Retype each of the entries below character for character, keeping every line in its original order.
* BEGIN Task input *
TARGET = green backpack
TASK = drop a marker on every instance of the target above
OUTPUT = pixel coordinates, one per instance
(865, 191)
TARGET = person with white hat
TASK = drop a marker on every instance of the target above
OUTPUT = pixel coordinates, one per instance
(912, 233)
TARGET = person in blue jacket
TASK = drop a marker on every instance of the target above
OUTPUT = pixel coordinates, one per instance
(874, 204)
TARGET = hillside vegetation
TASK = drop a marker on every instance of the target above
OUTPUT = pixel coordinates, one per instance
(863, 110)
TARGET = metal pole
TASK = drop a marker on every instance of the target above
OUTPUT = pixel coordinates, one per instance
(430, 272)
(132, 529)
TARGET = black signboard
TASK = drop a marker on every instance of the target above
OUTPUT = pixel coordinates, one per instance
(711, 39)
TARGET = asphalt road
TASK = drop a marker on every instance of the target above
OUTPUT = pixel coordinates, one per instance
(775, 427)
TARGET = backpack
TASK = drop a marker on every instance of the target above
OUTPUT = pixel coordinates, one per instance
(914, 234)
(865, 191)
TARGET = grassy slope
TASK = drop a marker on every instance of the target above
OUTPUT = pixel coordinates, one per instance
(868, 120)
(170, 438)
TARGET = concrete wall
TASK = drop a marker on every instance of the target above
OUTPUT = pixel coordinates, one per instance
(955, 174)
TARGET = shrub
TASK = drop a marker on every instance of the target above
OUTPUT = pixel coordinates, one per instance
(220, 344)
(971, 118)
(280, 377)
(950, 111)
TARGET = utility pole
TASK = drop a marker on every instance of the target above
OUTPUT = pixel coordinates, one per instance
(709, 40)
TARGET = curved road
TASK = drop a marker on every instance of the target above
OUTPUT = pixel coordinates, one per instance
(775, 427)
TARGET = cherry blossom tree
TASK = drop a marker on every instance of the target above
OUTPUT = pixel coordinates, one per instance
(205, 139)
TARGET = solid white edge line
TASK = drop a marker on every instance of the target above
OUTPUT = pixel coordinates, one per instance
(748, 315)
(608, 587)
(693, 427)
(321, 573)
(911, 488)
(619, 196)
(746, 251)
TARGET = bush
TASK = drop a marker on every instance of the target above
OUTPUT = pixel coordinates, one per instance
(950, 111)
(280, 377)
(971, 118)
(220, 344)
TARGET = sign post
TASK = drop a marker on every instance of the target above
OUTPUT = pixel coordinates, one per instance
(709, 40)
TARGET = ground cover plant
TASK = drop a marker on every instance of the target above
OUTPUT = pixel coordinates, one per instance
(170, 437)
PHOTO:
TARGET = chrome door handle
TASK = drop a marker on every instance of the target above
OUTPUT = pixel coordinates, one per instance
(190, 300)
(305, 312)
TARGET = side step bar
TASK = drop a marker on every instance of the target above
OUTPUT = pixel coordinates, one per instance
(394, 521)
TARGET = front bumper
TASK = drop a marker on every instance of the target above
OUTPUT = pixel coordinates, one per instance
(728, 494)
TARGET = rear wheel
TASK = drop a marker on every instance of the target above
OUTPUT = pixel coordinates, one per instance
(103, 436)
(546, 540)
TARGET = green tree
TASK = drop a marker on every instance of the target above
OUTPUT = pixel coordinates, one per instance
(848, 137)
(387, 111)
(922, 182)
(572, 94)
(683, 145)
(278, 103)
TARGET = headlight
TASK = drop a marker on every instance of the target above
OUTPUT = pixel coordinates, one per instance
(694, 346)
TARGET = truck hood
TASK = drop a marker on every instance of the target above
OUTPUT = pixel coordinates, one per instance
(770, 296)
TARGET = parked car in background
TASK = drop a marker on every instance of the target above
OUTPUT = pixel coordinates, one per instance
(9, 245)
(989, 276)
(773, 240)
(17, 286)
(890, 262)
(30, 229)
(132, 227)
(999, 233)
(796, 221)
* END Task input *
§ Solution to the exercise
TARGET = green backpack
TASK = drop a marker on every instance of the target above
OUTPUT = pixel coordinates, one per instance
(865, 191)
TARGET = person with white hat
TASK = drop a marker on every instance of the target above
OUTPUT = pixel coordinates, one per instance
(912, 233)
TARGET = person in blue jacket
TASK = drop a marker on every instance of the target above
OUTPUT = pixel coordinates, one per instance
(874, 204)
TARGET = hillside vegetation
TASK = drop a marker on every instance of the target above
OUTPUT = pixel coordinates, one per instance
(863, 110)
TARGET = metal pole
TASK = drop a marker on every instance of the target above
OUTPUT = pixel coordinates, one per instance
(430, 272)
(132, 529)
TARGET = black signboard
TASK = drop a marker on every instance of the target above
OUTPUT = pixel coordinates, one per instance
(711, 39)
TARGET = asphalt road
TASK = drop a marker on every instance of the target above
OUTPUT = pixel coordinates, one per instance
(775, 427)
TARGET = backpack
TASK = drop a marker on every instance of the target above
OUTPUT = pixel coordinates, one per instance
(914, 234)
(865, 191)
TARGET = grassy slope
TASK = drop a marker on every instance of the target above
OUTPUT = pixel coordinates, one per instance
(868, 120)
(170, 438)
TARGET = concrete wall
TASK = drop a marker on every instance of the target above
OUTPUT = pixel coordinates, one per instance
(955, 174)
TARGET = shrub
TASK = drop a marker on every instance of the target above
OUTPUT = pixel coordinates, one per instance
(220, 344)
(971, 118)
(280, 377)
(950, 111)
TARGET = utility pole
TASK = drop a marker on every instance of the target above
OUTPUT = pixel coordinates, one per instance
(709, 40)
TARGET = curved road
TASK = drop a marker on every instance of the target above
OUTPUT = pixel coordinates, one per instance
(775, 427)
TARGET = cherry blossom tree
TASK = drop a marker on every instance of the target above
OUTPUT = pixel coordinates, one per instance
(205, 139)
TARGET = solid white edge line
TASK = drop a marker on every instance of the target above
OUTPUT = pixel coordinates, one per instance
(748, 315)
(608, 587)
(693, 427)
(321, 573)
(911, 488)
(619, 196)
(746, 251)
TARGET = bush
TASK = drop a marker on every instance of the target above
OUTPUT = pixel coordinates, one per instance
(950, 111)
(280, 377)
(971, 118)
(220, 344)
TARGET = sign post
TASK = drop a marker on every instance of the target above
OUTPUT = pixel coordinates, one per instance
(709, 40)
TARGET = ground cover plant
TASK = drop a marker on every instance of the target above
OUTPUT = pixel coordinates, one per instance
(170, 437)
PHOTO:
TARGET = chrome door handle
TASK = drop a marker on every instance of the target above
OUTPUT = pixel coordinates, one per instance
(190, 300)
(305, 312)
TARGET = side step bar
TASK = drop a marker on every instance of the target above
OUTPUT = pixel coordinates, one per instance
(394, 521)
TARGET = front bumper
TASK = drop a marker on every instance of the target above
OUTPUT = pixel coordinates, one per instance
(728, 494)
TARGET = rear wheel
TASK = drop a marker on every instance of the target above
OUTPUT = pixel coordinates, one per instance
(103, 436)
(546, 540)
TARGET = green tree
TASK = drop a marker on every instance of the target above
OUTPUT = pixel coordinates, one per instance
(848, 137)
(387, 111)
(922, 182)
(572, 94)
(683, 145)
(278, 103)
TARGET = headlight
TASK = drop a marker on every instance of the target above
OUTPUT = pixel coordinates, one per instance
(694, 346)
TARGET = truck hood
TASK = drop a marker on every instance of the target above
OUTPUT = pixel coordinates, one per instance
(770, 296)
TARGET = parked car in background
TASK = drop a marker on every instance of the target above
OUTPUT = pixel coordinates, one per instance
(9, 245)
(989, 276)
(773, 240)
(17, 286)
(890, 262)
(30, 229)
(132, 227)
(999, 233)
(796, 221)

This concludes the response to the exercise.